## start Material to process
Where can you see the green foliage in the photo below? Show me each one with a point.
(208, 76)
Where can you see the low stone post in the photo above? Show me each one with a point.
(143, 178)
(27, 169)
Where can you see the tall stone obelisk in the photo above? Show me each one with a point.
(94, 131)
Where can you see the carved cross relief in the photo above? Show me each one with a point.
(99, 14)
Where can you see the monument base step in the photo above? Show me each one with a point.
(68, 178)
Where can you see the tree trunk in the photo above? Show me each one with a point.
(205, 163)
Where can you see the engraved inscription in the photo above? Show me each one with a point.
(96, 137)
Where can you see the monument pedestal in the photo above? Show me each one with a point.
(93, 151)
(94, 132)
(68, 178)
## end Material to process
* **What to do**
Through the last line of the entries above, beginning at the line containing "Where can you see the low", transcribe each line exactly, both ends included and nothing more.

* **The answer**
Where can you see the low stone post in the photo above? Show me each one with a point.
(143, 178)
(27, 169)
Where can you see the tall stone obelisk in the photo above? Show me each one with a point.
(94, 131)
Where can you see the carved cross relief in the photo above? Show me each one with a point.
(99, 14)
Where can you see the monument base step in the photo above? Show me each one with a point.
(68, 178)
Where can you see the tree trunk in the photo above? Show me each one with a point.
(205, 163)
Where can you see the engraved inscription in the photo above? Show me each one with a point.
(96, 137)
Where can you see the monument pedestal in the photo above? Show me each one with a point.
(93, 151)
(94, 132)
(68, 178)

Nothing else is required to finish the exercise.